* **Exercise**
Filter the lines below, keeping each one that contains the string "windshield", and copy them out. Case counts.

Position identification records:
════
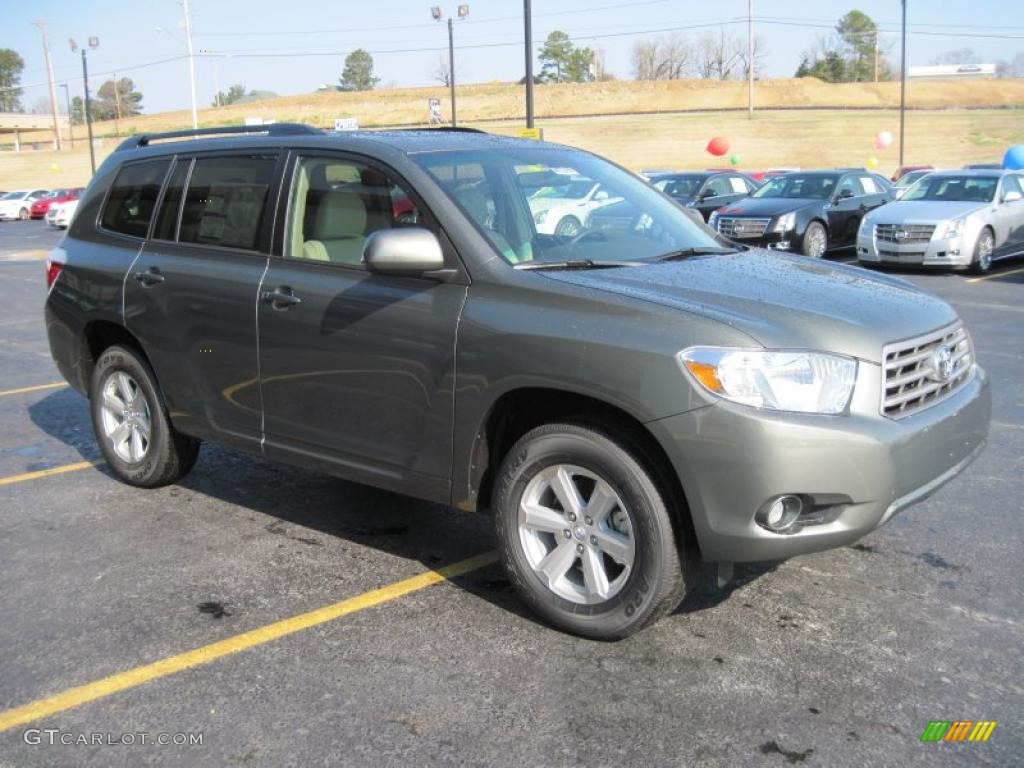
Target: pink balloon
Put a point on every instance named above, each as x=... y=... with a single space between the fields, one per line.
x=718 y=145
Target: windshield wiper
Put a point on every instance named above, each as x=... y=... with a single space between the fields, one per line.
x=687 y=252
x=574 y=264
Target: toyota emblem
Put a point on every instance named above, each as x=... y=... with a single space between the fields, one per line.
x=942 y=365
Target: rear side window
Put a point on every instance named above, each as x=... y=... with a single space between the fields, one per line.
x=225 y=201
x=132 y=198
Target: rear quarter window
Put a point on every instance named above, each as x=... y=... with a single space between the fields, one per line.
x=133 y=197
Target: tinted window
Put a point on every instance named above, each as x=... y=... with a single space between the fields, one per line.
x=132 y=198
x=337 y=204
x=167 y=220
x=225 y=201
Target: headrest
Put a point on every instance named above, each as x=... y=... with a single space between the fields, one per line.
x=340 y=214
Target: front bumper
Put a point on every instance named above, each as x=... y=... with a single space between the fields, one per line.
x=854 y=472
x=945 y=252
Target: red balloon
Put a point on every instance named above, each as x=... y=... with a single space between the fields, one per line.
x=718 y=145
════
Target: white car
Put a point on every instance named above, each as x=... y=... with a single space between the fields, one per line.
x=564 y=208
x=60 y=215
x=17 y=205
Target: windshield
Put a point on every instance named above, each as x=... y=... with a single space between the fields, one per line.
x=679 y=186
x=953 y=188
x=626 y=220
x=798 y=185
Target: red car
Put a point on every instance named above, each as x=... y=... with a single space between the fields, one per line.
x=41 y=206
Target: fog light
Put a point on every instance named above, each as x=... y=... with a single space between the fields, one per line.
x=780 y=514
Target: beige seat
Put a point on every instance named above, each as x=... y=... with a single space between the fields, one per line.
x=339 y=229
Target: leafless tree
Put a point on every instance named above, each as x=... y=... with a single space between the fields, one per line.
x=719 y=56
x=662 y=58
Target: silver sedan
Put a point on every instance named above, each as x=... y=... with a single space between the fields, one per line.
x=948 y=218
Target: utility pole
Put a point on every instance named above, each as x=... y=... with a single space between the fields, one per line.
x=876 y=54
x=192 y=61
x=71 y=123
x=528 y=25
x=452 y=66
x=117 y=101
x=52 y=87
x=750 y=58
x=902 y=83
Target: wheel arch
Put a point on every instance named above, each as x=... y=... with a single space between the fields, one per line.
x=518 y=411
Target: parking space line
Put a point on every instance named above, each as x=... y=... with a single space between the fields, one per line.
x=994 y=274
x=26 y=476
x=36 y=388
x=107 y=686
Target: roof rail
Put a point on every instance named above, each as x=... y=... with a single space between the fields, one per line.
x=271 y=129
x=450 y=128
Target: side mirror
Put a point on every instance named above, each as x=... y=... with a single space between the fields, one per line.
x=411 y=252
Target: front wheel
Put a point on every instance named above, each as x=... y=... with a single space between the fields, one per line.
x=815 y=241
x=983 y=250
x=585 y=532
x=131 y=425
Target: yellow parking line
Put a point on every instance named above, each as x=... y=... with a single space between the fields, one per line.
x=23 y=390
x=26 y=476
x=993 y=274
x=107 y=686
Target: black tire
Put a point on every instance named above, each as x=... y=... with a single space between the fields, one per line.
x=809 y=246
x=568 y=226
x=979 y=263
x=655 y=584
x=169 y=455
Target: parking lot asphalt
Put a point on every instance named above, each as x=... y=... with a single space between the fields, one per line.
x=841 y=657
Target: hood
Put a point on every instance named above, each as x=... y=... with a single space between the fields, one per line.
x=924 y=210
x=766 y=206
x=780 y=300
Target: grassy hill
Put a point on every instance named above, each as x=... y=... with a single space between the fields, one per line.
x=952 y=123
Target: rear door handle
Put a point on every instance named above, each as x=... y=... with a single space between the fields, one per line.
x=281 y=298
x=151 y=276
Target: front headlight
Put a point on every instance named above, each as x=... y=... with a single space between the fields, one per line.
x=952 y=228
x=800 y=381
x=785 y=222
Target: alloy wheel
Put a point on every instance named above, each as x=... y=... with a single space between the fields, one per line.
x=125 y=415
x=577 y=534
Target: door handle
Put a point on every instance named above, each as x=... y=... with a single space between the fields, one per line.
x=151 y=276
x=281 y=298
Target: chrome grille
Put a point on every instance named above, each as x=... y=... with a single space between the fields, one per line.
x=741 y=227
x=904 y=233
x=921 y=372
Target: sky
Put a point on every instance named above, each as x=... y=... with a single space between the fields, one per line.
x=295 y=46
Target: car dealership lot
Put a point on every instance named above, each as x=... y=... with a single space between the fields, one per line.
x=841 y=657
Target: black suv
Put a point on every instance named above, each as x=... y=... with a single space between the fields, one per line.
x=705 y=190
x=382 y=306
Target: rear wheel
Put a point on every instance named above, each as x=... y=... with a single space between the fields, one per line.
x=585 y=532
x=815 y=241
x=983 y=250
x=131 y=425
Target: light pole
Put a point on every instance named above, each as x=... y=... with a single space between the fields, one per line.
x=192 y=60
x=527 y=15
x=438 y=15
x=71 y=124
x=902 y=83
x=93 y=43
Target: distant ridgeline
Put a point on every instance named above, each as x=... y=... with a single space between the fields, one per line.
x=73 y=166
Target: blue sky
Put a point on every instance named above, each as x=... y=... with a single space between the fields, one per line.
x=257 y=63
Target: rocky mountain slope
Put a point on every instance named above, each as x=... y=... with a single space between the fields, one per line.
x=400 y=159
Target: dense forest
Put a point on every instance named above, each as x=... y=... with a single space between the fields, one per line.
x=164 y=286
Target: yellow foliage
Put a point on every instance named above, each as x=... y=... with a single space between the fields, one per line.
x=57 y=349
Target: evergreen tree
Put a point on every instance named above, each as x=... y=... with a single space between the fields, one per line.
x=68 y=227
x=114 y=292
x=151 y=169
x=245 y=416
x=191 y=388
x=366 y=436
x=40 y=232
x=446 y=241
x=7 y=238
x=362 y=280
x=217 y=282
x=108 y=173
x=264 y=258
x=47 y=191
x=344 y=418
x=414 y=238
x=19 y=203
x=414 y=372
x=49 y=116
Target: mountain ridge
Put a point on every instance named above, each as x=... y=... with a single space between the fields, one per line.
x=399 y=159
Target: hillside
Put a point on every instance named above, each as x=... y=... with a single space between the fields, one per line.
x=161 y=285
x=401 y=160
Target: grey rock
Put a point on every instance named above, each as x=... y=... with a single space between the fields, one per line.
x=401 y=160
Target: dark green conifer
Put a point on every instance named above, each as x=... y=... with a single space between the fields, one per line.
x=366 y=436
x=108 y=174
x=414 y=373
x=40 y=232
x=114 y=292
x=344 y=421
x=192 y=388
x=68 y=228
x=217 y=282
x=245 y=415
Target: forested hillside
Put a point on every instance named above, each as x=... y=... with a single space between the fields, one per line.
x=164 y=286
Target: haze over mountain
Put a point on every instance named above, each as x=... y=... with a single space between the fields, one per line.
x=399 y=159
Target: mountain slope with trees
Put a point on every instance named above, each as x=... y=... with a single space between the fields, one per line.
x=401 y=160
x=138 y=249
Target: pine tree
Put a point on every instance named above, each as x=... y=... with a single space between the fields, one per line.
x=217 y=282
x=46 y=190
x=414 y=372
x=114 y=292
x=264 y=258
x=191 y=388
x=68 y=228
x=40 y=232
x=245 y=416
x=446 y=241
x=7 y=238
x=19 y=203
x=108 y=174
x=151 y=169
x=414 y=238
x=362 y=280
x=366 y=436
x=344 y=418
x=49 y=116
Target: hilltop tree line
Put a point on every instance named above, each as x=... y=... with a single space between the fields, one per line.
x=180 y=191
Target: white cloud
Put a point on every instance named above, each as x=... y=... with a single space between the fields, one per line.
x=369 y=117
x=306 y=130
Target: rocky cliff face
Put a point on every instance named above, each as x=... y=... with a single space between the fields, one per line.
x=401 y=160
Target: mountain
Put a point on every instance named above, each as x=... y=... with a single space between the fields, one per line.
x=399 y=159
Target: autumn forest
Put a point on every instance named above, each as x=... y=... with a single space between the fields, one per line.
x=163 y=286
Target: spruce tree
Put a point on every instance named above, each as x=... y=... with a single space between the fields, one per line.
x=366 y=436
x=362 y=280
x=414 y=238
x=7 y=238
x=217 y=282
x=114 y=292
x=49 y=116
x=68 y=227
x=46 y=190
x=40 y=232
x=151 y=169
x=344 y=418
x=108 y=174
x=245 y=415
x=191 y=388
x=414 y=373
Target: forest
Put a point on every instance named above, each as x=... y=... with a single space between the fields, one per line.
════
* **The result**
Target: windshield wiper
Target: windshield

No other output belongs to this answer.